## [Written request]
Repeat every line below exactly as it reads.

## [Exercise data]
****************

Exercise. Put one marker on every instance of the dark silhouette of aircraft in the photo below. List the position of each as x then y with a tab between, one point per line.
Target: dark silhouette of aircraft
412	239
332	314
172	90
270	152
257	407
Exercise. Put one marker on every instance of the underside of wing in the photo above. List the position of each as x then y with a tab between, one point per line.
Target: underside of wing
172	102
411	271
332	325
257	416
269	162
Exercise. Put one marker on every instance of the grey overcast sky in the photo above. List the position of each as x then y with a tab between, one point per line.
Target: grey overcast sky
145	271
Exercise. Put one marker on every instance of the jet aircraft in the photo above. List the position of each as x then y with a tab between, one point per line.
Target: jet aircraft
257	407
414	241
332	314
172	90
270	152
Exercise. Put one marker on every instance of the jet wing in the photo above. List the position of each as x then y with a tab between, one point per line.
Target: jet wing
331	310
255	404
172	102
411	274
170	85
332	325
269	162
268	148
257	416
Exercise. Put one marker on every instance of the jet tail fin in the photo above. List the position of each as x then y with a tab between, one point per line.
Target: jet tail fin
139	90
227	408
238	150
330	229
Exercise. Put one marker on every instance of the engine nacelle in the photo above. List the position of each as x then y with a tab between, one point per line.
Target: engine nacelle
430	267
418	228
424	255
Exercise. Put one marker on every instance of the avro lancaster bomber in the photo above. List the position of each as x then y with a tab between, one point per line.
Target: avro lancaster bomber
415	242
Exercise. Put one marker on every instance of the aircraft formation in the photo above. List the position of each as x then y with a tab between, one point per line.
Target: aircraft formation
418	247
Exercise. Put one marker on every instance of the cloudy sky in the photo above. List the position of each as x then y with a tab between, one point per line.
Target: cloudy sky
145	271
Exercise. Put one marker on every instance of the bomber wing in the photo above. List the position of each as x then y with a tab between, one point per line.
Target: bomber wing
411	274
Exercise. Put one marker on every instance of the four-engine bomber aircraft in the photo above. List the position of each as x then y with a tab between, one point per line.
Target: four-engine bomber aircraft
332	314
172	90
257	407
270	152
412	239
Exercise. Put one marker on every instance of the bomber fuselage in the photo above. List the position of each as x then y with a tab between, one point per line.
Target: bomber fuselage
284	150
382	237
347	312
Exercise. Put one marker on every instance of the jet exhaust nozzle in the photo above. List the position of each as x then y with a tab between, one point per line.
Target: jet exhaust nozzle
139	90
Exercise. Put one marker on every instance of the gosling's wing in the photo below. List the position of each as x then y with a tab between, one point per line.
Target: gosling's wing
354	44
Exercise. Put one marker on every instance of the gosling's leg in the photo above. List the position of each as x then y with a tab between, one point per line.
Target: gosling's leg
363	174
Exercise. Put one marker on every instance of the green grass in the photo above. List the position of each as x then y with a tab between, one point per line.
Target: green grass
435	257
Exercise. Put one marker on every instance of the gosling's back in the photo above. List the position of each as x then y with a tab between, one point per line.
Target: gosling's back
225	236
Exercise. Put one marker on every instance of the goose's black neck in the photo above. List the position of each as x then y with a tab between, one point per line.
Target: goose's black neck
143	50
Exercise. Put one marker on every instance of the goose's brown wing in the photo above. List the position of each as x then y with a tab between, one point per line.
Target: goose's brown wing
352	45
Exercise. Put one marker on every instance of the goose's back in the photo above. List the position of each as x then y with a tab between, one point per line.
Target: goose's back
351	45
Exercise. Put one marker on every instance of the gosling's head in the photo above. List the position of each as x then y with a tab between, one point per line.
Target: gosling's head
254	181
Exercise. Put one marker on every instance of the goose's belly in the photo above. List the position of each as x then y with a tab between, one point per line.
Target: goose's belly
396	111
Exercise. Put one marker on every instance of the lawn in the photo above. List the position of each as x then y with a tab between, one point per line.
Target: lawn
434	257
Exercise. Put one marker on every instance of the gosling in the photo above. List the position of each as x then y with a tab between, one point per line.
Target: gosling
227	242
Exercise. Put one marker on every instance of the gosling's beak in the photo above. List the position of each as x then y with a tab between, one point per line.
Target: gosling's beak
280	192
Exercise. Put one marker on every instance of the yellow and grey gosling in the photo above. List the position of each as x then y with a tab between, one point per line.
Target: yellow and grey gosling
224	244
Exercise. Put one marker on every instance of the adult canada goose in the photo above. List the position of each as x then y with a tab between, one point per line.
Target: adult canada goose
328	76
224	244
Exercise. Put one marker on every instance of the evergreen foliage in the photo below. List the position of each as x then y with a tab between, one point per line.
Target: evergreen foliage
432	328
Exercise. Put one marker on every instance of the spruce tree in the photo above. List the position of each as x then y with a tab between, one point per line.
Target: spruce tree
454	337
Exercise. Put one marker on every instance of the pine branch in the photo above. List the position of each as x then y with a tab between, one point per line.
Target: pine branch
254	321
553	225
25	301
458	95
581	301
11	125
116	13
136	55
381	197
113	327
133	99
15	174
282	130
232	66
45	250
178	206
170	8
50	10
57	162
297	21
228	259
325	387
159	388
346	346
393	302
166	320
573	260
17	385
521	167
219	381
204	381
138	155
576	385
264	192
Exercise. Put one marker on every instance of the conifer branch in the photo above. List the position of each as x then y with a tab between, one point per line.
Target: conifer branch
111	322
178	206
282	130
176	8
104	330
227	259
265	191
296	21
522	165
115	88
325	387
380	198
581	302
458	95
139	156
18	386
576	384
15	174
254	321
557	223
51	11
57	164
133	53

****************

## [Exercise output]
Exercise. Put one marker on every instance of the dark silhouette of aircraft in the photo below. List the position of each as x then y with a tab between, one point per line.
Target: dark silhouette of aircraft
412	239
332	314
172	90
270	152
257	407
Exercise. Put one marker on every instance of the underside of wing in the photo above. List the position of each as x then y with a tab between, one point per line.
Target: underside of wing
172	102
411	271
332	325
257	416
269	162
Exercise. Put one marker on every instance of the grey overcast sky in the photo above. List the position of each as x then y with a tab between, one point per line.
Target: grey overcast sky
145	271
Exercise. Put one marker on every instance of the jet aircraft in the photo above. List the position of each as x then y with a tab between, one point per line.
Target: jet aircraft
257	407
414	241
332	314
172	90
270	152
Exercise. Put one marker on every instance of the jet wing in the photo above. List the position of each as x then y with a tab between, one point per line.
Target: jet wing
331	310
255	404
172	102
411	274
170	85
332	325
269	162
268	148
257	416
Exercise. Put one marker on every instance of the jet tail fin in the photo above. List the position of each as x then y with a tab between, one point per line.
Target: jet tail fin
139	90
227	408
238	150
330	229
Exercise. Put one marker on every instance of the engine nacelle in the photo above. List the position of each as x then y with a tab between, one point per line.
Target: engine nacelle
430	267
418	228
424	255
Exercise. Put one marker on every instance of the avro lancaster bomber in the photo above. List the position of each as x then y with a tab between, one point per line.
Target: avro lancaster bomber
415	242
Exercise. Put one marker on every instance of the aircraft formation in the photo above. List the position of each as x then y with a tab between, one point per line.
Target: aircraft formation
418	247
Exercise. Put one marker on every instance of the cloudy sky in the photo above. List the position of each as x then y with a tab between, one point per line.
Target: cloudy sky
145	271
Exercise. Put one marker on every instance of the bomber wing in the photo above. List the position of each as x then y with a tab between, one point per line.
Target: bomber wing
411	274
Exercise. Put one marker on every instance of the four-engine bomber aircraft in the photo above. List the position of each as x then y with a tab between, one point per line.
Target: four-engine bomber aircraft
332	314
172	90
257	407
270	152
412	239
Exercise. Put one marker on every instance of the bomber fuselage in the photo above. List the position of each as x then y with a tab between, one point per line.
Target: bomber fuselage
284	150
382	237
347	312
Exercise. Put one marker on every instance of the jet exhaust nozzle in the photo above. List the position of each as x then y with a tab between, one point per line.
Target: jet exhaust nozzle
139	90
Exercise. Put one marker on every instance of the gosling's wing in the photo below. List the position of each as x then y with a tab between, one point per line.
Target: gosling's wing
354	44
Exercise. Put one marker on every instance of the gosling's leg in the photo above. List the position of each as x then y with a tab between, one point per line.
Target: gosling's leg
363	174
Exercise. Put one marker on every instance of the green grass in the photo above. List the position of each as x then y with a tab between, one point per line.
Target: green grass
435	257
Exercise. Put one marker on every instance of the gosling's back in the photo above. List the position of each as x then y with a tab between, one point per line.
Target: gosling's back
225	236
Exercise. Put one marker on every instance of the goose's black neck in the photo above. List the position of each as x then y with a tab between, one point per line.
Target: goose's black neck
143	50
Exercise. Put one marker on every instance of the goose's brown wing in the photo above. List the position of each as x then y with a tab between, one point per line.
Target: goose's brown wing
352	45
Exercise. Put one marker on every instance of the goose's back in the photo above. List the position of each as x then y with a tab between, one point per line.
Target: goose's back
351	45
Exercise. Put one marker on every instance of the gosling's head in the photo above. List the position of each as x then y with a tab between, one point per line.
Target: gosling's head
254	181
Exercise. Put one marker on every instance of the goose's belly in the photo above. List the position of each as x then y with a tab between, one point per line.
Target: goose's belly
396	111
Exercise. Put one marker on every instance of the lawn in the photo above. List the position of each as x then y with a tab between, one point per line.
Target: lawn
434	257
Exercise. Put one marker on every instance of the gosling in the photo above. List the position of each as x then y with a tab between, one point per line.
Target: gosling
227	242
Exercise. Put one marker on every instance of the gosling's beak in the photo above. List the position of each as x then y with a tab between, one point per line.
Target: gosling's beak
280	192
Exercise. Put one marker on every instance of the yellow and grey gosling in the photo above. List the position of each as x then y with a tab between, one point per line.
Target: yellow and grey gosling
224	244
Exercise. Put one marker on every instance of the adult canada goose in the photo above. List the position of each as x then y with a tab between, one point per line.
Target: adult canada goose
328	76
224	244
Exercise. Put one marker on every instance of the evergreen foliage in the photo below. List the position of each as x then y with a tab between, one point per line.
Target: evergreen foliage
432	328
Exercise. Put one marker on every instance of the spruce tree in the photo above. List the position of each as x then y with a tab between, one point per line.
Target: spruce tree
454	337
Exercise. Put one marker on every instance of the pine branch in the photo above. List the position of each as x then y with a tab between, one point per line.
Target: pine branch
254	321
553	225
25	301
458	95
581	301
11	125
116	13
136	55
381	197
113	327
133	99
15	174
282	130
232	66
45	250
178	206
170	8
50	10
57	162
297	21
228	259
325	387
159	388
346	346
393	302
166	320
573	260
17	385
521	167
219	381
204	381
138	155
576	385
264	192
Exercise. Put one marker on every instance of the conifer branch in the photo above. List the position of each as x then y with a tab between, one point per line.
Target: conifer branch
111	322
178	206
282	130
176	8
104	330
227	259
265	191
296	21
522	165
115	88
325	387
380	198
581	302
458	95
139	156
18	386
576	384
15	174
254	321
557	223
51	11
57	164
133	53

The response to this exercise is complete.